=== Text excerpt ===

Update: The new versions of the Telemac-LinuxLifeCluster since October 2014 can be configured with a button on the Desktop:
- press „Configure this Node“
- Enter the root password
- Enter the client number
- Enter the Data and PBS server number
#Output should look similar to this: This Client is node72: Hostname: node72 Grub.cfg: 'node72 - Linux Mint 13 MATE' Fixed IP: 192.168.178.72 This Clients network interface: EthernetDevice: auto eth1 iface eth1 inet static The Server is node71: cluster-data : node71:/data /cluster-data nfs Torque Master: node71
After rebooting, the client is a full Telemac workstation as well which can be used stand alone from the screen or remote controlled via SSH from any other client or server.
The SSH login is password free via the command:
ssh node72
ClusterSSH is able to login on various nodes at the same time, e.g.
cssh node71 node72 node73
All clients use the network folder /cluster-data , which is placed on the server for jobs send to them by MPI or the Torque PBS-Queuing.
More Information can be found on the website.
Connecting the Clients (Hardware)
For small clusters the network hardware is only of minor importance. But it is strongly advised to use Ethernet cables at least in quality CAT6a or above, as they connect with up to 120MB/s to the other nodes. The switch is less important as long as you connect only up to 8 nodes. For more nodes a managed switch is mandatory.
Performance
Just connecting more computers will not necessarily bring a speed up for Telemac in parallel. The whole system will not be faster in calculating one time step than the slowest client! (as the neighboring clients need the result of the latter after each time step!) This means: All nodes should run on more or less the same performance level!

(Saved items from a collection)
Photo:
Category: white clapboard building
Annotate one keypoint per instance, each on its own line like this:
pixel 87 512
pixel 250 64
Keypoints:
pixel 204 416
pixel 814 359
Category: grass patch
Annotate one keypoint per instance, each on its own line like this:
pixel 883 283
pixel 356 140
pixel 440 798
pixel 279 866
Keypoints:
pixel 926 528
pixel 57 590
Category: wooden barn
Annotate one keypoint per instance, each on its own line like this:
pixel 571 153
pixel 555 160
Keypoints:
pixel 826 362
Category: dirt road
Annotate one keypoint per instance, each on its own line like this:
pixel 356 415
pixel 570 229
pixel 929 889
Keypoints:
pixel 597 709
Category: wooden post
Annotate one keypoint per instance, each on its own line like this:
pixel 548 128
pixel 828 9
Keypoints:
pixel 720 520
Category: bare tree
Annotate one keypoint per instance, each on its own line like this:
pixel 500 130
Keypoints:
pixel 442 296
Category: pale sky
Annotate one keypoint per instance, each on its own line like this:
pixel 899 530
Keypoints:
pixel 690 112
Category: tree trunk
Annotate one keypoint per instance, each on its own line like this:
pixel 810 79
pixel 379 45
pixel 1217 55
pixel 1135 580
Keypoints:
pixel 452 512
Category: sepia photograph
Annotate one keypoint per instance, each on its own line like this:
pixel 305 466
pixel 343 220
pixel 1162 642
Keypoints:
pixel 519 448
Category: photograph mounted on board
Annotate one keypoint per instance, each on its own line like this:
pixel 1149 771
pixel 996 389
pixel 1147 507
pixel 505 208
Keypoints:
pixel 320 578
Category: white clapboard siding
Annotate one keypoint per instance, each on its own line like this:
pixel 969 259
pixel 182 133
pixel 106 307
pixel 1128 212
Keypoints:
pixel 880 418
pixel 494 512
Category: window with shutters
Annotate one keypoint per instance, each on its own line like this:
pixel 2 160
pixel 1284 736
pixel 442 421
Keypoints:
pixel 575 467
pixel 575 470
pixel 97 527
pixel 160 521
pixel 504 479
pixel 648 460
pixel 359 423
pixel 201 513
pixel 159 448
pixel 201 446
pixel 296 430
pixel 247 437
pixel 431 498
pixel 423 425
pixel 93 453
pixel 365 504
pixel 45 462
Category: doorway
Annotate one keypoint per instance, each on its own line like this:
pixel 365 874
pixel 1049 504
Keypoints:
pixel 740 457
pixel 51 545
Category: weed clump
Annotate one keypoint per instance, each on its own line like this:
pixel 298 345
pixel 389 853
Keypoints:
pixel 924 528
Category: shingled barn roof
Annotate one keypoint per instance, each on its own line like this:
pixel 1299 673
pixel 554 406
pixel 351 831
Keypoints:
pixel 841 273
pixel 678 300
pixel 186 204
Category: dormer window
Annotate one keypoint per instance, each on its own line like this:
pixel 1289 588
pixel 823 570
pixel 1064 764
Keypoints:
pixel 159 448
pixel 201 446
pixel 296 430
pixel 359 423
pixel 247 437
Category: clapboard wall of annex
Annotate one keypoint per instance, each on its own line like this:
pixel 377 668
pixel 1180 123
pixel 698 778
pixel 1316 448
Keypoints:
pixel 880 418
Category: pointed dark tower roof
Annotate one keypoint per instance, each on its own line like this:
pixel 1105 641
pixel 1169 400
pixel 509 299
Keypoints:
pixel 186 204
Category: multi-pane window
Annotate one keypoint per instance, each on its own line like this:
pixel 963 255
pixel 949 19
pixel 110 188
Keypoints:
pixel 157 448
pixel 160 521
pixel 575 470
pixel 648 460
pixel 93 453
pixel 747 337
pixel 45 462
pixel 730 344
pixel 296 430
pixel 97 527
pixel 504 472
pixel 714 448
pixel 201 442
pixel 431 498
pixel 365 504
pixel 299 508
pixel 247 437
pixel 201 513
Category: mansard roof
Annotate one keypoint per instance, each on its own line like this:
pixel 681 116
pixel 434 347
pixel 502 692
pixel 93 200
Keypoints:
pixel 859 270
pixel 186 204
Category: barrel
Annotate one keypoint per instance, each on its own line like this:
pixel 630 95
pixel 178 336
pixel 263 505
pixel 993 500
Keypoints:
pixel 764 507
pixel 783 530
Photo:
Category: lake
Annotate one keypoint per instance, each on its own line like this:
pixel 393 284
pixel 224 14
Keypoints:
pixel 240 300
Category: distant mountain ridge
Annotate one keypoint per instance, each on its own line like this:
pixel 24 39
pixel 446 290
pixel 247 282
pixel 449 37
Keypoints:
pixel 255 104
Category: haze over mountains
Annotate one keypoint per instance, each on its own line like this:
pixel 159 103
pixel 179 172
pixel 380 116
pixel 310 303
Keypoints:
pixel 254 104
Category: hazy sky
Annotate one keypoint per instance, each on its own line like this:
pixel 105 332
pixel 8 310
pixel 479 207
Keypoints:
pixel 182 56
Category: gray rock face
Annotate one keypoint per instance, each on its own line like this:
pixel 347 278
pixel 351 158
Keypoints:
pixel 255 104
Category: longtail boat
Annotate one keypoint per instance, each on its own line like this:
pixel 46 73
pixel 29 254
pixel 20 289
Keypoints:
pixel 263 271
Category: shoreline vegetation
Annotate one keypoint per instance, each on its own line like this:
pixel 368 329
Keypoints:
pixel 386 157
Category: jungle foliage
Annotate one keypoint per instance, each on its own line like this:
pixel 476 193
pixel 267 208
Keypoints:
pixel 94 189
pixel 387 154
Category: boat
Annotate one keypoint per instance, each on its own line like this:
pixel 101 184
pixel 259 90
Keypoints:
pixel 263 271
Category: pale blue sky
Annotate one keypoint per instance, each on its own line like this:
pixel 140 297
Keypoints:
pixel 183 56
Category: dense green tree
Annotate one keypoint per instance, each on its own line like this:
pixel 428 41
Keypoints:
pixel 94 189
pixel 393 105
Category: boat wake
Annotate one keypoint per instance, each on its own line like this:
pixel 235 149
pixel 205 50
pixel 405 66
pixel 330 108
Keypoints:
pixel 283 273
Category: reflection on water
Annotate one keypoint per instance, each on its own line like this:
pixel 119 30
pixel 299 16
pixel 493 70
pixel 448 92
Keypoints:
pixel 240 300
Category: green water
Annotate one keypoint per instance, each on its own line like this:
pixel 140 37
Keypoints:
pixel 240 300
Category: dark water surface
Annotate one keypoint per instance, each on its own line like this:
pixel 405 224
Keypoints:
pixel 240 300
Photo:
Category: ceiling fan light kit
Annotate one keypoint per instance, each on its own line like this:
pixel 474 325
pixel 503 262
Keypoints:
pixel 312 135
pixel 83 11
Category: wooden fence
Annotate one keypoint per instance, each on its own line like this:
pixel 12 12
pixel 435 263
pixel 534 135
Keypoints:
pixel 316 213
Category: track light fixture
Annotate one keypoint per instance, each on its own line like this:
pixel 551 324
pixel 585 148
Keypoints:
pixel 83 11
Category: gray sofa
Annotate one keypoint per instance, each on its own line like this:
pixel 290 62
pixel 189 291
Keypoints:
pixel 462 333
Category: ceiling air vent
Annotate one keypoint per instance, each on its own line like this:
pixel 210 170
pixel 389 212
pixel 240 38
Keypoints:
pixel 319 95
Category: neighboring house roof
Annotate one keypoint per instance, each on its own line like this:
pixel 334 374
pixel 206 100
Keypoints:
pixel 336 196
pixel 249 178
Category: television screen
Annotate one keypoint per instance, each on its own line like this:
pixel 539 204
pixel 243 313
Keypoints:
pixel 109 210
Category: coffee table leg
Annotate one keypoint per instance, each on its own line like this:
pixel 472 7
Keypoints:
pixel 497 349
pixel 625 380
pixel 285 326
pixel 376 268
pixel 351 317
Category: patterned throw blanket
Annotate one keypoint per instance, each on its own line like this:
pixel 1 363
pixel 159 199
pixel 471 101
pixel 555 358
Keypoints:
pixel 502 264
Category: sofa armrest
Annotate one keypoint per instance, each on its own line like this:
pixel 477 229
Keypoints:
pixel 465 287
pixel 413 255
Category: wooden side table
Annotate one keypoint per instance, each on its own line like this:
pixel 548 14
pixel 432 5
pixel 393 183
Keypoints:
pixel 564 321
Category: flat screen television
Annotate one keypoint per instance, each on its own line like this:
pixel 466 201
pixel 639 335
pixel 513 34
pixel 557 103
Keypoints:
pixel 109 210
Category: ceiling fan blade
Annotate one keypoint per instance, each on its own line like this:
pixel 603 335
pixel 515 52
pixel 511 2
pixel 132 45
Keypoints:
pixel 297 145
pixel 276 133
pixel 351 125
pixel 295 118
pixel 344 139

=== What to work on ===
Pick up the Telemac cluster setup text after its last sentence and keep going.

=== Result for this exercise ===
Despite of this, the cluster performance is mainly dominated by the following hardware parameters: (from “o = not very important” to “+++ = very important”)
Server / Client:
- RAM:
- RAM-Frequency (+++)
- Number of RAM modules: double or quadchannel(+++)
- Amount of RAM in GB (o/+)
- CPU:
- CPU-Frequency (+)
- Number of floating Point Units (+++)
- Number of Cores (++/+)
- Cache (+++)
- DISK:
- Writing performance (use SSDs !) (++)
- GPU: (o)
- not used for Telemac, but significant in PARAVIEW, known problems with NVIDIA graphic
- Mainboard:
- Frequency (++)
- Network:
- 1GB-LAN is enough for up to 8 nodes with 4 cores (o/+)
- cable: at least quality level “Cat6a” (++)
- 1GB-Switch (+ / ++)
Acknowledgement
Thanks to the help of many members of the Telemac Forum, members of the Telemac consortium, the feedback of costumers and participants of the trainings, the Telemac-LinuxLiveCluster could be brought to a level which is ready for every day usage.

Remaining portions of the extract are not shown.